_Exercise brief_: Report the number of lines below in which the word "wall" occurs. Nothing else is needed.

....

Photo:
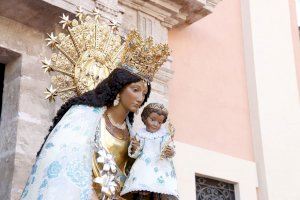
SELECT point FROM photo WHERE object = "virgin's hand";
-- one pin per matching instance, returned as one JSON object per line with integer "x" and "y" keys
{"x": 168, "y": 152}
{"x": 135, "y": 144}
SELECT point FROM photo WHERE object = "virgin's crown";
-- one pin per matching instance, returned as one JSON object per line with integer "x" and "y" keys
{"x": 143, "y": 57}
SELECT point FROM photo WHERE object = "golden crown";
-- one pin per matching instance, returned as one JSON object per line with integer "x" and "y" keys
{"x": 90, "y": 49}
{"x": 158, "y": 106}
{"x": 143, "y": 57}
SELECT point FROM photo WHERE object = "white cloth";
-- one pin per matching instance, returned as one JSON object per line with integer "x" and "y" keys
{"x": 149, "y": 172}
{"x": 63, "y": 171}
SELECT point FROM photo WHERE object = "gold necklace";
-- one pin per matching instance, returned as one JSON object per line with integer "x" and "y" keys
{"x": 115, "y": 124}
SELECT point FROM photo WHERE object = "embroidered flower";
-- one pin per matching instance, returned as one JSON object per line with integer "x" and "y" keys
{"x": 44, "y": 184}
{"x": 49, "y": 145}
{"x": 107, "y": 160}
{"x": 40, "y": 197}
{"x": 54, "y": 169}
{"x": 33, "y": 170}
{"x": 147, "y": 161}
{"x": 79, "y": 172}
{"x": 108, "y": 184}
{"x": 160, "y": 180}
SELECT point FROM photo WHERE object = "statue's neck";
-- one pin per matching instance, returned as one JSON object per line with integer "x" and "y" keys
{"x": 118, "y": 113}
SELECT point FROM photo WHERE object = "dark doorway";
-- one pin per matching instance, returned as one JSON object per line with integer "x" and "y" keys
{"x": 2, "y": 70}
{"x": 208, "y": 189}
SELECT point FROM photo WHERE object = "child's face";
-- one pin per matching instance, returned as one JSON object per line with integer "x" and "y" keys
{"x": 154, "y": 122}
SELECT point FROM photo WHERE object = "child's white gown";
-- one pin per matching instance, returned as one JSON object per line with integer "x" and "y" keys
{"x": 149, "y": 172}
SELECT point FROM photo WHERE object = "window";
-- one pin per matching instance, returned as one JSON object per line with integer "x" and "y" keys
{"x": 210, "y": 189}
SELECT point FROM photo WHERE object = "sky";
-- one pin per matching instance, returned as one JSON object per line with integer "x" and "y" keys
{"x": 298, "y": 11}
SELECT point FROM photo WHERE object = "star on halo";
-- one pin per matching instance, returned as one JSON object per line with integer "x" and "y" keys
{"x": 79, "y": 13}
{"x": 52, "y": 40}
{"x": 65, "y": 21}
{"x": 97, "y": 13}
{"x": 51, "y": 93}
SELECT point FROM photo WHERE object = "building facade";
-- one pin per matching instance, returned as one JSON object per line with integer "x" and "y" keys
{"x": 231, "y": 85}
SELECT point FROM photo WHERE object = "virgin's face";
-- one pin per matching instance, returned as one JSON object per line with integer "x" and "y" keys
{"x": 133, "y": 95}
{"x": 153, "y": 122}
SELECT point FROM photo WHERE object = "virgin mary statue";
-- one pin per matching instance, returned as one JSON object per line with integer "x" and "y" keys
{"x": 103, "y": 79}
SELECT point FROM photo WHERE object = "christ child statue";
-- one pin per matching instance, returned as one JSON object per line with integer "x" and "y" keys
{"x": 152, "y": 175}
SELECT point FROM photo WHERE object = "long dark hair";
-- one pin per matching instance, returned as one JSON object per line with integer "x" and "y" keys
{"x": 103, "y": 95}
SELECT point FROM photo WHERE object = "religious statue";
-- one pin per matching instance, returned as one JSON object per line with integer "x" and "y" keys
{"x": 153, "y": 174}
{"x": 103, "y": 79}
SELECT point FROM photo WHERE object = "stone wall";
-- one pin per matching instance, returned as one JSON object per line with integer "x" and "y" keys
{"x": 25, "y": 114}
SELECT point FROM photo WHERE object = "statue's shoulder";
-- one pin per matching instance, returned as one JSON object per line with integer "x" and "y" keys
{"x": 84, "y": 111}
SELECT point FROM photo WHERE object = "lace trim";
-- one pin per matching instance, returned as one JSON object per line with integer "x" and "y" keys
{"x": 145, "y": 190}
{"x": 143, "y": 133}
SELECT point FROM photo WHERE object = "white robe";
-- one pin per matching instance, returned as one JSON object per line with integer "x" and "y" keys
{"x": 63, "y": 171}
{"x": 149, "y": 172}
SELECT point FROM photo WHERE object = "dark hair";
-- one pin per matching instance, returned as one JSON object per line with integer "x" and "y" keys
{"x": 156, "y": 108}
{"x": 103, "y": 95}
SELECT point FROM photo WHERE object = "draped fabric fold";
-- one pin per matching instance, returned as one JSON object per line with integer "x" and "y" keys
{"x": 63, "y": 170}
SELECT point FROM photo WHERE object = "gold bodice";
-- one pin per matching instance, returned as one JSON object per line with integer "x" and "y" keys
{"x": 116, "y": 147}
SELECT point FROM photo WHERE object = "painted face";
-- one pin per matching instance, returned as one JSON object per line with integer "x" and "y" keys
{"x": 154, "y": 122}
{"x": 133, "y": 95}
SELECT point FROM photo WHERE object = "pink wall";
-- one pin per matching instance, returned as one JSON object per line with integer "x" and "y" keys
{"x": 295, "y": 37}
{"x": 208, "y": 94}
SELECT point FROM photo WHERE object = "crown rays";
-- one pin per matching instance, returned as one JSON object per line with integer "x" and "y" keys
{"x": 85, "y": 54}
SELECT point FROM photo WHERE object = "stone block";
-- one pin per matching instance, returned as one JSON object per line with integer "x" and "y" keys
{"x": 30, "y": 137}
{"x": 8, "y": 134}
{"x": 7, "y": 170}
{"x": 32, "y": 100}
{"x": 10, "y": 100}
{"x": 30, "y": 41}
{"x": 31, "y": 67}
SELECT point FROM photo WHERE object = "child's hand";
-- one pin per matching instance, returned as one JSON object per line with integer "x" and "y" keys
{"x": 135, "y": 144}
{"x": 168, "y": 152}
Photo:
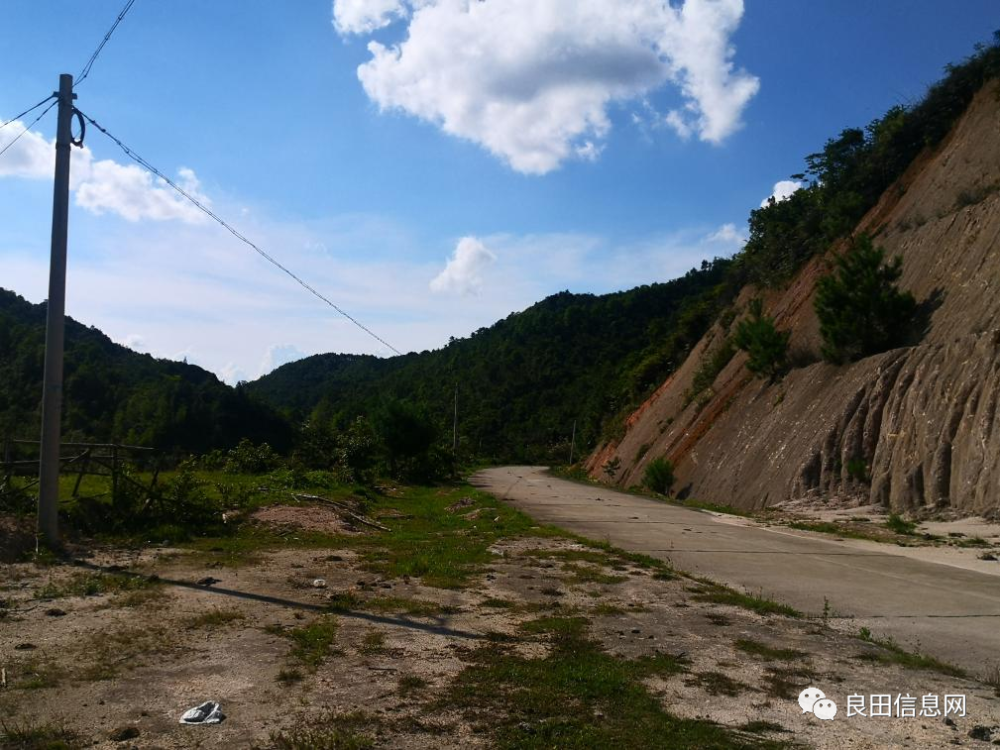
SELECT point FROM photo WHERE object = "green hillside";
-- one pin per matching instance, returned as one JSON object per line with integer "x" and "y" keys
{"x": 114, "y": 393}
{"x": 523, "y": 381}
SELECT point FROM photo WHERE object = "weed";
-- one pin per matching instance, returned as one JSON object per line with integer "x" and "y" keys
{"x": 94, "y": 584}
{"x": 716, "y": 683}
{"x": 892, "y": 653}
{"x": 719, "y": 594}
{"x": 410, "y": 684}
{"x": 497, "y": 603}
{"x": 900, "y": 525}
{"x": 608, "y": 610}
{"x": 35, "y": 737}
{"x": 577, "y": 696}
{"x": 215, "y": 618}
{"x": 786, "y": 682}
{"x": 762, "y": 650}
{"x": 580, "y": 574}
{"x": 373, "y": 643}
{"x": 313, "y": 643}
{"x": 290, "y": 676}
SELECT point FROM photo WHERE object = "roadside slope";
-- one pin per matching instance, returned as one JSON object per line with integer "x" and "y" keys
{"x": 923, "y": 421}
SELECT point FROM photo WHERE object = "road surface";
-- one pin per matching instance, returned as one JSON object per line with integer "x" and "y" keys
{"x": 946, "y": 611}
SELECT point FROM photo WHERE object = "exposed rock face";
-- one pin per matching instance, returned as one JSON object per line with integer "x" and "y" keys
{"x": 916, "y": 429}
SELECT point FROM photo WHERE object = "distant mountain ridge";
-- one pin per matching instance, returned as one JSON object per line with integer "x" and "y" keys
{"x": 112, "y": 393}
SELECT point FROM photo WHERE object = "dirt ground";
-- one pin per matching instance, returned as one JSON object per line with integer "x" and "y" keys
{"x": 112, "y": 648}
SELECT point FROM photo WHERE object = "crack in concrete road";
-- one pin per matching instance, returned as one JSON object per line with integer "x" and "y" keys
{"x": 878, "y": 590}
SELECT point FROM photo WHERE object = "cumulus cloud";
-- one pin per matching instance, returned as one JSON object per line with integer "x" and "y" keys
{"x": 728, "y": 234}
{"x": 278, "y": 355}
{"x": 103, "y": 186}
{"x": 532, "y": 81}
{"x": 132, "y": 193}
{"x": 365, "y": 16}
{"x": 783, "y": 190}
{"x": 32, "y": 156}
{"x": 463, "y": 273}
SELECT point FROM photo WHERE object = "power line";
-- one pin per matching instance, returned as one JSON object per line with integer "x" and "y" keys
{"x": 93, "y": 58}
{"x": 18, "y": 137}
{"x": 27, "y": 111}
{"x": 232, "y": 230}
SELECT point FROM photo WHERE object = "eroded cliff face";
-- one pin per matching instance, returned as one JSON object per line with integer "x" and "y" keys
{"x": 917, "y": 428}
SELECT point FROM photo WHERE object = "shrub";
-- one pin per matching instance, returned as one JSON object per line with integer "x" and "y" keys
{"x": 659, "y": 475}
{"x": 860, "y": 309}
{"x": 766, "y": 346}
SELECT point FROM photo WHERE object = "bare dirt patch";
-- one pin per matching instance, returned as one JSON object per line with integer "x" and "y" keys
{"x": 392, "y": 662}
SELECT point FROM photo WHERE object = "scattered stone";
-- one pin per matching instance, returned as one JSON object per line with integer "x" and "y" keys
{"x": 983, "y": 733}
{"x": 123, "y": 734}
{"x": 465, "y": 502}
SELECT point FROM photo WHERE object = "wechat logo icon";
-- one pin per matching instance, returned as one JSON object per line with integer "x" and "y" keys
{"x": 814, "y": 701}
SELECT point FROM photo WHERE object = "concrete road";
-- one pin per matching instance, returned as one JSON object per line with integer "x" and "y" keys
{"x": 948, "y": 612}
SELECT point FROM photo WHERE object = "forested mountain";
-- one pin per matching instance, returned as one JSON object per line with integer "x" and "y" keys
{"x": 522, "y": 382}
{"x": 114, "y": 393}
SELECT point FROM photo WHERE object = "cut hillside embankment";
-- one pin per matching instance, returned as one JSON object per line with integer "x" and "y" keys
{"x": 915, "y": 428}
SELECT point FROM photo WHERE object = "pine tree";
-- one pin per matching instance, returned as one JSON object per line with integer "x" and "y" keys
{"x": 860, "y": 308}
{"x": 766, "y": 346}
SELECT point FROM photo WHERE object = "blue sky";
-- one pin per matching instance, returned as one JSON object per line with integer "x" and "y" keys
{"x": 465, "y": 167}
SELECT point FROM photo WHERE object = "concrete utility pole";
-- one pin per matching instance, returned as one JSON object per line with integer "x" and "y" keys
{"x": 48, "y": 473}
{"x": 572, "y": 443}
{"x": 454, "y": 426}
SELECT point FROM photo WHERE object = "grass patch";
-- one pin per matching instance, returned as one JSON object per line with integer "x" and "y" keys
{"x": 373, "y": 643}
{"x": 719, "y": 594}
{"x": 332, "y": 733}
{"x": 215, "y": 618}
{"x": 33, "y": 675}
{"x": 900, "y": 525}
{"x": 313, "y": 643}
{"x": 577, "y": 696}
{"x": 892, "y": 653}
{"x": 608, "y": 610}
{"x": 580, "y": 574}
{"x": 498, "y": 603}
{"x": 442, "y": 548}
{"x": 94, "y": 584}
{"x": 290, "y": 676}
{"x": 410, "y": 684}
{"x": 763, "y": 651}
{"x": 786, "y": 682}
{"x": 403, "y": 605}
{"x": 829, "y": 527}
{"x": 717, "y": 683}
{"x": 14, "y": 736}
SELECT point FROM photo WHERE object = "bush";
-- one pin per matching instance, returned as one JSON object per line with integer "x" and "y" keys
{"x": 659, "y": 476}
{"x": 861, "y": 311}
{"x": 247, "y": 458}
{"x": 766, "y": 346}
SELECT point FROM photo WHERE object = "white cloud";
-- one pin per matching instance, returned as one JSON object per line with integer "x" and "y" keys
{"x": 135, "y": 342}
{"x": 103, "y": 186}
{"x": 132, "y": 193}
{"x": 364, "y": 16}
{"x": 231, "y": 373}
{"x": 463, "y": 273}
{"x": 783, "y": 190}
{"x": 699, "y": 51}
{"x": 278, "y": 355}
{"x": 532, "y": 81}
{"x": 728, "y": 234}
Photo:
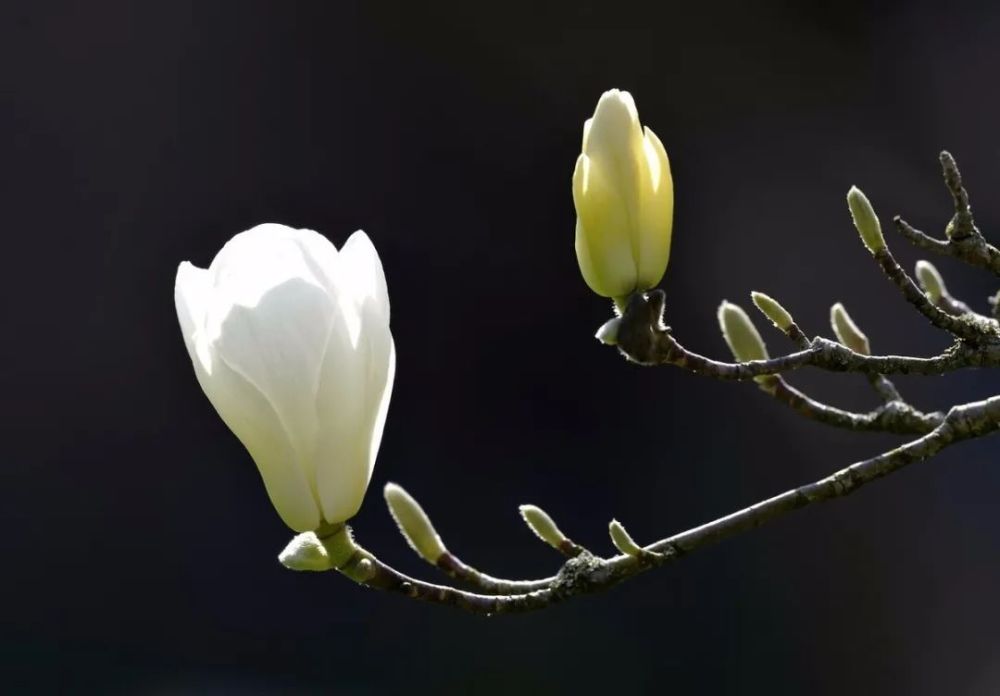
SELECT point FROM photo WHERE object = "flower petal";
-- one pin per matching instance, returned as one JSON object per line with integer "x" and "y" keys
{"x": 353, "y": 400}
{"x": 603, "y": 238}
{"x": 362, "y": 272}
{"x": 656, "y": 212}
{"x": 192, "y": 298}
{"x": 278, "y": 345}
{"x": 250, "y": 416}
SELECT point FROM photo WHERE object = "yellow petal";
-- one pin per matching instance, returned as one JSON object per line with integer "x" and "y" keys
{"x": 656, "y": 213}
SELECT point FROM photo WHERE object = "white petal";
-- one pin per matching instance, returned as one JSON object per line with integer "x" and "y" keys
{"x": 353, "y": 401}
{"x": 363, "y": 274}
{"x": 252, "y": 419}
{"x": 255, "y": 261}
{"x": 192, "y": 297}
{"x": 278, "y": 347}
{"x": 657, "y": 212}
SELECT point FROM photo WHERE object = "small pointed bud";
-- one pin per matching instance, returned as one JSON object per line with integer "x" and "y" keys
{"x": 305, "y": 552}
{"x": 770, "y": 308}
{"x": 931, "y": 281}
{"x": 608, "y": 333}
{"x": 622, "y": 540}
{"x": 865, "y": 220}
{"x": 414, "y": 524}
{"x": 543, "y": 526}
{"x": 847, "y": 331}
{"x": 741, "y": 335}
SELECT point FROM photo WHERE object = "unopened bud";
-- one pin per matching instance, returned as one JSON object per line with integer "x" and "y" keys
{"x": 847, "y": 331}
{"x": 414, "y": 524}
{"x": 543, "y": 526}
{"x": 741, "y": 335}
{"x": 770, "y": 308}
{"x": 608, "y": 333}
{"x": 622, "y": 540}
{"x": 865, "y": 220}
{"x": 305, "y": 552}
{"x": 931, "y": 281}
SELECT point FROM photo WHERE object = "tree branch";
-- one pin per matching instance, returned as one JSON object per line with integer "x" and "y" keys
{"x": 894, "y": 416}
{"x": 643, "y": 339}
{"x": 587, "y": 573}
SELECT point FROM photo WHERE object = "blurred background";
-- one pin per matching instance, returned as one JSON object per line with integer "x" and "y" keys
{"x": 139, "y": 546}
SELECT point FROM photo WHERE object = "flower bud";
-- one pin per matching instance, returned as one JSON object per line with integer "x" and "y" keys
{"x": 305, "y": 552}
{"x": 847, "y": 331}
{"x": 931, "y": 281}
{"x": 414, "y": 524}
{"x": 622, "y": 540}
{"x": 624, "y": 198}
{"x": 290, "y": 341}
{"x": 543, "y": 526}
{"x": 741, "y": 335}
{"x": 865, "y": 220}
{"x": 770, "y": 308}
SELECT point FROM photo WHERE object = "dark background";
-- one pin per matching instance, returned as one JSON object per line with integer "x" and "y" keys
{"x": 138, "y": 546}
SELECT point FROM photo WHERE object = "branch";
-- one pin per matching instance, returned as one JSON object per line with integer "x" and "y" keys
{"x": 643, "y": 339}
{"x": 587, "y": 573}
{"x": 894, "y": 416}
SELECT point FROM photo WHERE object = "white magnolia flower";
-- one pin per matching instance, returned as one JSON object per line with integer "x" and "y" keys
{"x": 624, "y": 198}
{"x": 290, "y": 341}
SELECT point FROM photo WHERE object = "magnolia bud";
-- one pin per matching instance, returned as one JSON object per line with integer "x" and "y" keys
{"x": 847, "y": 331}
{"x": 865, "y": 220}
{"x": 305, "y": 552}
{"x": 290, "y": 341}
{"x": 622, "y": 541}
{"x": 741, "y": 335}
{"x": 414, "y": 524}
{"x": 624, "y": 198}
{"x": 931, "y": 281}
{"x": 770, "y": 308}
{"x": 543, "y": 526}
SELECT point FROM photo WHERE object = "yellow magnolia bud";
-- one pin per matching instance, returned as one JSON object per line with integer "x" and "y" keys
{"x": 865, "y": 220}
{"x": 770, "y": 308}
{"x": 622, "y": 540}
{"x": 847, "y": 331}
{"x": 414, "y": 524}
{"x": 306, "y": 552}
{"x": 543, "y": 526}
{"x": 624, "y": 198}
{"x": 931, "y": 281}
{"x": 741, "y": 335}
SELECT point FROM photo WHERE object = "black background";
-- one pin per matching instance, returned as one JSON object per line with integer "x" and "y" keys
{"x": 138, "y": 545}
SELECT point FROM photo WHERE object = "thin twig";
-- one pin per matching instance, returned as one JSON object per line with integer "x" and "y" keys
{"x": 894, "y": 416}
{"x": 587, "y": 573}
{"x": 975, "y": 252}
{"x": 487, "y": 584}
{"x": 643, "y": 339}
{"x": 961, "y": 326}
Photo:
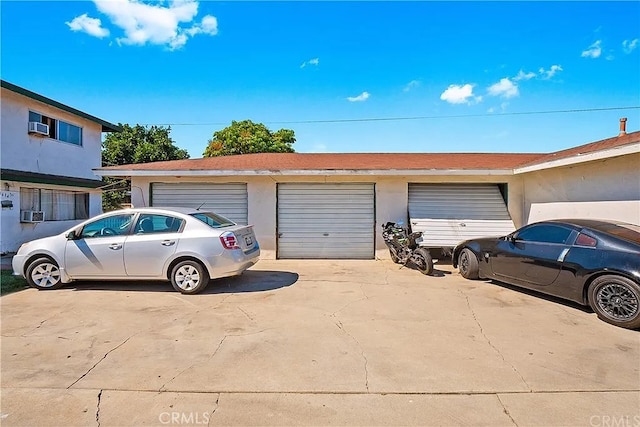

....

_Problem solution_: 2